* GIVEN REQUEST
Can you reproduce the data beneath, keeping every line exact?

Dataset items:
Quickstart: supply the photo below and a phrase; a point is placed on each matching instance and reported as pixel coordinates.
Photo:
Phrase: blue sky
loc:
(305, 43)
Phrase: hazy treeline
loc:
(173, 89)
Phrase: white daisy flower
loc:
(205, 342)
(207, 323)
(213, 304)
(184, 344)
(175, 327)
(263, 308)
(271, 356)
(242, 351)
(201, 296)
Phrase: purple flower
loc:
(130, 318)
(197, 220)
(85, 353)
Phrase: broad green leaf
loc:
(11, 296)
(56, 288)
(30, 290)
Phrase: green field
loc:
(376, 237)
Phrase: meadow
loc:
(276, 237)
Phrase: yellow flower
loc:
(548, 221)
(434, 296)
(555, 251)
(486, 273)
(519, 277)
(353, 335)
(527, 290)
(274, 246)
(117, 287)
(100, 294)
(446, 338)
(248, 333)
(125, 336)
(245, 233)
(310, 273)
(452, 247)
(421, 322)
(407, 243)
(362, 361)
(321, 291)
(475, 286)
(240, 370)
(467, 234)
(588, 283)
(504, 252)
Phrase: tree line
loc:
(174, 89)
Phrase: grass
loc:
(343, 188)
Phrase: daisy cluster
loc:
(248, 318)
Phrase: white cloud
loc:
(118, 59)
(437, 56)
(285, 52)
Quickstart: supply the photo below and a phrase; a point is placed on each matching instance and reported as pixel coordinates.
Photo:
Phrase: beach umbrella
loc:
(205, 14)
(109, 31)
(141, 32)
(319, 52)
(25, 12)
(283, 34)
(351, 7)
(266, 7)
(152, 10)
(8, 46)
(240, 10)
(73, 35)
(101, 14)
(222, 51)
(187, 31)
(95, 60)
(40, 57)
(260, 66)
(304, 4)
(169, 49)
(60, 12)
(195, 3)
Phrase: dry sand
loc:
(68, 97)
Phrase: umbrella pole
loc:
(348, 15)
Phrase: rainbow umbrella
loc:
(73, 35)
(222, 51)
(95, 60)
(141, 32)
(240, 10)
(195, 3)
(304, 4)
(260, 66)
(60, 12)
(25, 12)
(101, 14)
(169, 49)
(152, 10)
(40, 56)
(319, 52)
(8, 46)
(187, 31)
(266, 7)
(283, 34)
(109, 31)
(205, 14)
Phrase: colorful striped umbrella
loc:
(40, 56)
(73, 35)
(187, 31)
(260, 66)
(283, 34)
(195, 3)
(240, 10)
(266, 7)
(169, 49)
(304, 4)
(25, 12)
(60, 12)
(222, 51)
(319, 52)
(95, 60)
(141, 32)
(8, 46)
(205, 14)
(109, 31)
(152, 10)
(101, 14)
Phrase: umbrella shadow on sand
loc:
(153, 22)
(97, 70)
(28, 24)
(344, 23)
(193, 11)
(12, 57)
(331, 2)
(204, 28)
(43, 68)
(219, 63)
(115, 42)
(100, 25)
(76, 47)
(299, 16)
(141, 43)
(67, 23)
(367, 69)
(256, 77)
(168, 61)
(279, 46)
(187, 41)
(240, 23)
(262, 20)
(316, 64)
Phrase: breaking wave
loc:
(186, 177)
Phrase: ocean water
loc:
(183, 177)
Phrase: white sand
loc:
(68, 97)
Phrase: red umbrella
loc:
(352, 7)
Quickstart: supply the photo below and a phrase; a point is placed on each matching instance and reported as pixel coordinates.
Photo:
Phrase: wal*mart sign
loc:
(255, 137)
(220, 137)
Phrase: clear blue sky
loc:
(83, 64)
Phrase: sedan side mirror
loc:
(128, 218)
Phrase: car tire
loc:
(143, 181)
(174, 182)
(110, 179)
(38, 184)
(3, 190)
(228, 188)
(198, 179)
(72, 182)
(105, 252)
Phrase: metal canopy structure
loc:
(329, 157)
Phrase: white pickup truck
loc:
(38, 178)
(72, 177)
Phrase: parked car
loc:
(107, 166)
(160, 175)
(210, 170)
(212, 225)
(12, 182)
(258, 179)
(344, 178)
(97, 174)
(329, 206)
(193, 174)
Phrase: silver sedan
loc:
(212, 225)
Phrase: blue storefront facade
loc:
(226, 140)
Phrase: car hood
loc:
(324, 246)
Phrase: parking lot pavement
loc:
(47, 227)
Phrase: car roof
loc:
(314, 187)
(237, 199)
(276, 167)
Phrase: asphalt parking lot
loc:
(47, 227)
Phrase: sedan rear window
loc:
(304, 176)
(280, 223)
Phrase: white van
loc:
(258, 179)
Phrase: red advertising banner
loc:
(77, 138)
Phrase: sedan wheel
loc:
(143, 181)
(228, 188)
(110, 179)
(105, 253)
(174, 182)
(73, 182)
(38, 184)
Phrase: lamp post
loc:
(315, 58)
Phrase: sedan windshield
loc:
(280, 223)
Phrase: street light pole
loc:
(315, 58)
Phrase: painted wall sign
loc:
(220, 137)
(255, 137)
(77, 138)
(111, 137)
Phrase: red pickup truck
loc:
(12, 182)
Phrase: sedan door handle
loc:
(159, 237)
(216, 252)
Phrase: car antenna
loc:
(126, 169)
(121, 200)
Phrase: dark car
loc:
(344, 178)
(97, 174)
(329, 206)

* EXERCISE SOLUTION
Quickstart: supply the photo below and a phrase; a point is placed on each matching instance and reported as pixel coordinates.
Photo:
Phrase: blue sky
loc:
(305, 43)
Phrase: hazy treeline
loc:
(173, 89)
Phrase: white daisy flower
loc:
(205, 342)
(207, 323)
(213, 304)
(184, 344)
(175, 327)
(263, 308)
(271, 356)
(242, 351)
(201, 296)
Phrase: purple flower
loc:
(130, 318)
(197, 220)
(85, 353)
Phrase: broad green leaf
loc:
(11, 296)
(56, 288)
(30, 290)
Phrase: green field
loc:
(376, 237)
Phrase: meadow
loc:
(276, 237)
Phrase: yellow flower
loc:
(548, 221)
(434, 296)
(555, 251)
(486, 273)
(519, 277)
(353, 335)
(527, 290)
(274, 246)
(117, 287)
(100, 294)
(446, 338)
(248, 333)
(125, 336)
(245, 233)
(310, 273)
(452, 247)
(421, 322)
(407, 243)
(362, 361)
(321, 291)
(475, 286)
(240, 370)
(467, 234)
(588, 283)
(504, 252)
Phrase: tree line
loc:
(174, 89)
Phrase: grass
loc:
(343, 188)
Phrase: daisy cluster
loc:
(248, 318)
Phrase: white cloud
loc:
(118, 59)
(437, 56)
(285, 52)
Quickstart: supply the photo below and a phrase; a point is placed on each matching instance and reported as pixel coordinates.
Photo:
Phrase: beach umbrella
loc:
(205, 14)
(109, 31)
(141, 32)
(319, 52)
(25, 12)
(283, 34)
(351, 7)
(266, 7)
(152, 10)
(8, 46)
(240, 10)
(73, 35)
(101, 14)
(222, 51)
(187, 31)
(95, 60)
(40, 57)
(260, 66)
(304, 4)
(169, 49)
(60, 12)
(195, 3)
Phrase: dry sand
loc:
(68, 97)
Phrase: umbrella pole
loc:
(348, 15)
Phrase: rainbow umbrella
loc:
(73, 35)
(222, 51)
(95, 60)
(141, 32)
(240, 10)
(195, 3)
(304, 4)
(260, 66)
(60, 12)
(25, 12)
(101, 14)
(169, 49)
(152, 10)
(40, 56)
(319, 52)
(8, 46)
(187, 31)
(266, 7)
(283, 34)
(109, 31)
(205, 14)
Phrase: colorful striped umbrella
loc:
(40, 56)
(73, 35)
(187, 31)
(260, 66)
(283, 34)
(195, 3)
(240, 10)
(266, 7)
(169, 49)
(304, 4)
(25, 12)
(60, 12)
(222, 51)
(319, 52)
(95, 60)
(141, 32)
(8, 46)
(205, 14)
(109, 31)
(152, 10)
(101, 14)
Phrase: umbrella shadow on sand
loc:
(153, 22)
(97, 70)
(28, 24)
(344, 23)
(193, 11)
(12, 57)
(331, 2)
(204, 28)
(43, 68)
(219, 63)
(115, 42)
(100, 25)
(76, 47)
(299, 16)
(141, 43)
(67, 23)
(367, 69)
(256, 77)
(168, 61)
(279, 46)
(187, 41)
(240, 23)
(262, 20)
(316, 64)
Phrase: breaking wave
loc:
(186, 177)
Phrase: ocean water
loc:
(183, 177)
Phrase: white sand
loc:
(68, 97)
Phrase: red umbrella
loc:
(352, 7)
Quickstart: supply the photo below and a phrase; a point is placed on each matching instance and reported as pixel coordinates.
Photo:
Phrase: wal*mart sign
loc:
(255, 137)
(220, 137)
Phrase: clear blue sky
loc:
(83, 64)
Phrase: sedan side mirror
loc:
(128, 218)
Phrase: car tire
loc:
(143, 181)
(174, 182)
(110, 179)
(38, 184)
(3, 190)
(228, 188)
(198, 179)
(72, 182)
(105, 252)
Phrase: metal canopy structure
loc:
(329, 157)
Phrase: white pickup truck
loc:
(38, 178)
(72, 177)
Phrase: parked car
loc:
(107, 166)
(160, 175)
(210, 170)
(212, 225)
(12, 182)
(258, 179)
(344, 178)
(97, 174)
(329, 206)
(193, 174)
Phrase: silver sedan
loc:
(212, 225)
Phrase: blue storefront facade
loc:
(226, 140)
Phrase: car hood
loc:
(324, 246)
Phrase: parking lot pavement
loc:
(47, 227)
Phrase: car roof
loc:
(314, 187)
(237, 199)
(276, 167)
Phrase: asphalt parking lot
loc:
(47, 227)
Phrase: sedan rear window
loc:
(304, 176)
(280, 223)
Phrase: white van
loc:
(258, 179)
Phrase: red advertising banner
loc:
(77, 138)
Phrase: sedan wheel
loc:
(143, 181)
(228, 188)
(110, 179)
(105, 253)
(174, 182)
(73, 182)
(38, 184)
Phrase: lamp post
loc:
(315, 58)
Phrase: sedan windshield
loc:
(280, 223)
Phrase: street light pole
loc:
(315, 58)
Phrase: painted wall sign
loc:
(220, 137)
(255, 137)
(77, 138)
(111, 137)
Phrase: red pickup truck
loc:
(12, 182)
Phrase: sedan door handle
loc:
(159, 237)
(216, 252)
Phrase: car antenna
loc:
(126, 169)
(121, 200)
Phrase: dark car
loc:
(344, 178)
(97, 174)
(329, 206)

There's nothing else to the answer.